- Passage to read
# # # #
In this chapter we introduced some fundamental ideas of regression analysis. Starting with the key concept of the population regression function (PRF), we developed the concept of linear PRF. This book is primarily concerned with linear PRFs, that is, regressions that are linear in the parameters regardless of whether or not they are linear in the variables. We then introduced the idea of the stochastic PRF and discussed in detail the nature and role of the stochastic error term u. PRF is, of course, a theoretical or idealized construct because, in practice, all we have is a sample(s) from some population. This necessitated the discussion of the sample regression function (SRF).
We then considered the question of how we actually go about obtaining the SRF. Here we discussed the popular method of ordinary least squares (OLS) and presented the appropriate formulas to estimate the parameters of the PRF. We illustrated the OLS method with a fully worked-out numerical example as well as with several practical examples.
Our next task is to find out how good the SRF obtained by OLS is as an estimator of the true PRF. We undertake this important task in Chapter 3.
3) The Two-Variable Model: Hypothesis Testing
In Chapter 2 we showed how to estimate the parameters of the two-variable linear regression model. In this chapter we showed how the estimated model can be used for the purpose of drawing inferences about the true population regression model. Although the two-variable model is the simplest possible linear regression model, the ideas introduced in these two chapters are the foundation of the more involved multiple regression models that we will discuss in ensuing chapters. As we will see, in many ways the multiple regression model is a straightforward extension of the two-variable model.
4) Multiple Regression: Estimation and Hypothesis Testing
In this chapter we considered the simplest of the
# # # #
- Information supplied
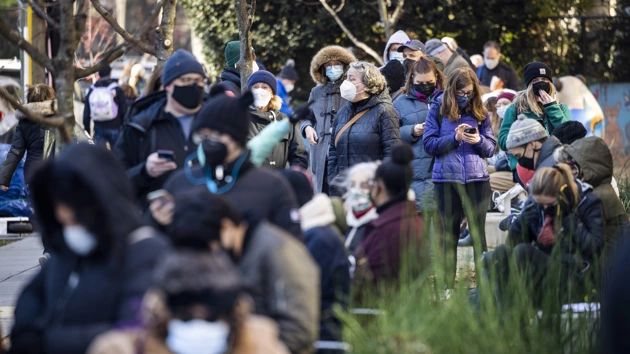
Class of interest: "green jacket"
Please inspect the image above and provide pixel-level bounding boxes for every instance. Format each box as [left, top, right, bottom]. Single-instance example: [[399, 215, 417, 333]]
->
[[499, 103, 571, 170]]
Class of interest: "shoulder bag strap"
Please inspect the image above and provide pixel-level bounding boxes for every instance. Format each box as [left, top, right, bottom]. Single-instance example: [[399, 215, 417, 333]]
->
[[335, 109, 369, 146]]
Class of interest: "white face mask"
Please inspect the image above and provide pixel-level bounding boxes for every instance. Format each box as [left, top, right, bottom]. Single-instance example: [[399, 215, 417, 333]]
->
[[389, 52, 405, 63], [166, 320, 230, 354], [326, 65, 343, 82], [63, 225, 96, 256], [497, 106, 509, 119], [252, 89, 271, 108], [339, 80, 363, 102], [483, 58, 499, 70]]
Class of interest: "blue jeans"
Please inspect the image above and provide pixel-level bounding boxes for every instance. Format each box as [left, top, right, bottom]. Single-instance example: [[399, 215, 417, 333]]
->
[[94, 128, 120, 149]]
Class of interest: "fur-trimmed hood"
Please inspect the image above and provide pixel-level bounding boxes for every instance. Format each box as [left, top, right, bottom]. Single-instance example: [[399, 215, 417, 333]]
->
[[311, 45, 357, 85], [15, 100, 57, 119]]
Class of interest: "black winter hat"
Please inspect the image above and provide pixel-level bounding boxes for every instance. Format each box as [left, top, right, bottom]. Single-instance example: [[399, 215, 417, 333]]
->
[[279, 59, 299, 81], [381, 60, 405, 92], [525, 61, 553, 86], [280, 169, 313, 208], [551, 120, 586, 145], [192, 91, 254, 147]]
# # # #
- Exercise 1
In the regression passage, what method is presented for obtaining the sample regression function?
- Exercise 2
Return the part of the regression passage from "We then considered" up to and including "in Chapter 3.".

- Full solution 1
Ordinary least squares (OLS).

- Full solution 2
We then considered the question of how we actually go about obtaining the SRF. Here we discussed the popular method of ordinary least squares (OLS) and presented the appropriate formulas to estimate the parameters of the PRF. We illustrated the OLS method with a fully worked-out numerical example as well as with several practical examples.
Our next task is to find out how good the SRF obtained by OLS is as an estimator of the true PRF. We undertake this important task in Chapter 3.